### EXERCISE INSTRUCTIONS
Set down the line that contains "point: the red tile" and every line after it to the end of the entries, exactly as they stand and nothing more.

Coordinate annotation entries
start

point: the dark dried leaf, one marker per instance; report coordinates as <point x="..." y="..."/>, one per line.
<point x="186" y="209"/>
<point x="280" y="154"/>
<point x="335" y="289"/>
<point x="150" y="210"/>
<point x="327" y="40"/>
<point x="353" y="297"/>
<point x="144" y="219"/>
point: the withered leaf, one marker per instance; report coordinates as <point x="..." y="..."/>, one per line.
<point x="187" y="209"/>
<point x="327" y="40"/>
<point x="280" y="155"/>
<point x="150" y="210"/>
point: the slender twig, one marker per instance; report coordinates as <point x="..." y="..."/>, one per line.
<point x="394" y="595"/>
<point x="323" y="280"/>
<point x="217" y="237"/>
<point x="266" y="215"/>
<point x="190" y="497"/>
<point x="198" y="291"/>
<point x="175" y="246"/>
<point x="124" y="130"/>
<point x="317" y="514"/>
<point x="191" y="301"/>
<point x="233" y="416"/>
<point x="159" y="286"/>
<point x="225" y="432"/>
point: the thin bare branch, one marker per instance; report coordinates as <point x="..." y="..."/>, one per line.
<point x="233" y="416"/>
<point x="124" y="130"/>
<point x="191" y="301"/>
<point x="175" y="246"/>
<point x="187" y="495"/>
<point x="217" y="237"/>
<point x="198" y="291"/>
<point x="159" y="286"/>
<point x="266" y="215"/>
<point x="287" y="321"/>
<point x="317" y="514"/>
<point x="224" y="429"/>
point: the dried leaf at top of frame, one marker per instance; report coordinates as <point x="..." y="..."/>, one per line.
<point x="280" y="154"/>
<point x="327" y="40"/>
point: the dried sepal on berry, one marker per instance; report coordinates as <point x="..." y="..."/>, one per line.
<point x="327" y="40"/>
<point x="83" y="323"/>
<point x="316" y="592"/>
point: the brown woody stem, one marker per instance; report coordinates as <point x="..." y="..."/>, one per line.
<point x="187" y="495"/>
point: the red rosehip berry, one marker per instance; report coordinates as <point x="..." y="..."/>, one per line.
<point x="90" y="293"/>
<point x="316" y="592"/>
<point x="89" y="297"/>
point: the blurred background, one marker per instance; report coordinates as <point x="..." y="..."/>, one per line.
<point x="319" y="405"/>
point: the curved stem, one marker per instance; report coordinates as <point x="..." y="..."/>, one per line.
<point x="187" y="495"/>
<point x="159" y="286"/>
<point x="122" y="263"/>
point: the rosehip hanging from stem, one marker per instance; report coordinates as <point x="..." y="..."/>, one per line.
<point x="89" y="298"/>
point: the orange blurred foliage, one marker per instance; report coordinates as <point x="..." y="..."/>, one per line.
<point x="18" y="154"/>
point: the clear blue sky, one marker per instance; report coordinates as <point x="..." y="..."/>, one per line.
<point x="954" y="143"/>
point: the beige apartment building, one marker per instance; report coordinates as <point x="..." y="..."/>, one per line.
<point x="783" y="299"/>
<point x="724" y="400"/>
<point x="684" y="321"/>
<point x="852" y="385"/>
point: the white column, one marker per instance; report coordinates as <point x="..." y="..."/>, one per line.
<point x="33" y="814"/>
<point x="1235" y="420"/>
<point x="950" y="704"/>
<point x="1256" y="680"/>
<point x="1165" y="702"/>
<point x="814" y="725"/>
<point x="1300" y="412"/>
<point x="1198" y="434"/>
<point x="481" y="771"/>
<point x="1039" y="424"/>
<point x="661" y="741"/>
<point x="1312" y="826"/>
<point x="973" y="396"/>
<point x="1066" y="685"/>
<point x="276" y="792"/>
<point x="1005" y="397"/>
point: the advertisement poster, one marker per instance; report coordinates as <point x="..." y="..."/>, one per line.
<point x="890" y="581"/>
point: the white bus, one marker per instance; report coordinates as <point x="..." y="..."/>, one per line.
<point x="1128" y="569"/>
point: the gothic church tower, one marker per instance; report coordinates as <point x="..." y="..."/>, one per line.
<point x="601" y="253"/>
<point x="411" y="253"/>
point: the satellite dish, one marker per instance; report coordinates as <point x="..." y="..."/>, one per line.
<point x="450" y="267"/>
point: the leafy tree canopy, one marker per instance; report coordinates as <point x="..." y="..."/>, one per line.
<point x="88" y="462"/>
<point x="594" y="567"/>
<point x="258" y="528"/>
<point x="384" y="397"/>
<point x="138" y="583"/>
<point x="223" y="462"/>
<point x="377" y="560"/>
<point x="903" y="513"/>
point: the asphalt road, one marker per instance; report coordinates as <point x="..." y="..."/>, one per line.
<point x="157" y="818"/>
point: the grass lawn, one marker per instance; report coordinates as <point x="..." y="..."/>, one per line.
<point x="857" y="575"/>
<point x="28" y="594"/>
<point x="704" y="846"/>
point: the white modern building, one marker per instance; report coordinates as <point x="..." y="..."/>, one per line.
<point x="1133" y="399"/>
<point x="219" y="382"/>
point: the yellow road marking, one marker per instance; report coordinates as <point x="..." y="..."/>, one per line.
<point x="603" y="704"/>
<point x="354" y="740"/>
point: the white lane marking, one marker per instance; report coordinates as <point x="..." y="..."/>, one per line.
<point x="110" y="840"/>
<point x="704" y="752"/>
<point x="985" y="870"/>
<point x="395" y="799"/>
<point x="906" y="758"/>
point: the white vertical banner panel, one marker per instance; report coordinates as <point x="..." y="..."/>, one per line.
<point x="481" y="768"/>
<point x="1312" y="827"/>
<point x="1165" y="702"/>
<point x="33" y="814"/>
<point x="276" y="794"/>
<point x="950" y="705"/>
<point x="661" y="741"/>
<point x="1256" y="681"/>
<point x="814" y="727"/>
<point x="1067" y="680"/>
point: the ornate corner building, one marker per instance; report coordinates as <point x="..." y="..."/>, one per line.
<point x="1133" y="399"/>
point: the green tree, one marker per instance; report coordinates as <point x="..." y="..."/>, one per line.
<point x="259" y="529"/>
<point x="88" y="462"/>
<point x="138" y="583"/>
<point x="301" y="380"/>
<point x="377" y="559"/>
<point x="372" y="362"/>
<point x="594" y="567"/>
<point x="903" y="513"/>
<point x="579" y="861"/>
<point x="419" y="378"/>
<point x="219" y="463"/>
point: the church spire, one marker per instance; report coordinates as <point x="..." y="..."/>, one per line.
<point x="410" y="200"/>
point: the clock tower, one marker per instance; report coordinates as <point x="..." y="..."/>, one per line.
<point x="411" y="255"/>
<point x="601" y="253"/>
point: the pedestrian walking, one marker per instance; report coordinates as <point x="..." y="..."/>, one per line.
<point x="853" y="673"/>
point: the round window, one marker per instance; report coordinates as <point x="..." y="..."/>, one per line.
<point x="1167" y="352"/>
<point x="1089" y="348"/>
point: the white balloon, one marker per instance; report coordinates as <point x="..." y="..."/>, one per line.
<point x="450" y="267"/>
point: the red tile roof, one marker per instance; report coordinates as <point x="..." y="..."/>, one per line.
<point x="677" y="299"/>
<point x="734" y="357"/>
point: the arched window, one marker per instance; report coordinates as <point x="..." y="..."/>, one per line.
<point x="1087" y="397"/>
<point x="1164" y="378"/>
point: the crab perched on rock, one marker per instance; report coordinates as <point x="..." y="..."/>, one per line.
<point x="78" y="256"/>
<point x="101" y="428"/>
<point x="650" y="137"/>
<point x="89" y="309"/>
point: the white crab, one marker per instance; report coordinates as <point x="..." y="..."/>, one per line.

end

### ANSWER TO THE EXERCISE
point: the red tile roof, one marker per instance; report coordinates as <point x="..." y="..."/>, one per line.
<point x="677" y="299"/>
<point x="734" y="357"/>
point: the arched window, one marker per instance; report coordinates as <point x="..." y="..."/>, one per line.
<point x="1087" y="397"/>
<point x="1164" y="378"/>
point: the crab perched on rock, one marker per instance; report coordinates as <point x="..." y="..."/>, one per line.
<point x="78" y="256"/>
<point x="101" y="428"/>
<point x="650" y="137"/>
<point x="89" y="309"/>
point: the white crab, one marker per instance; report coordinates as <point x="..." y="..."/>, one per line.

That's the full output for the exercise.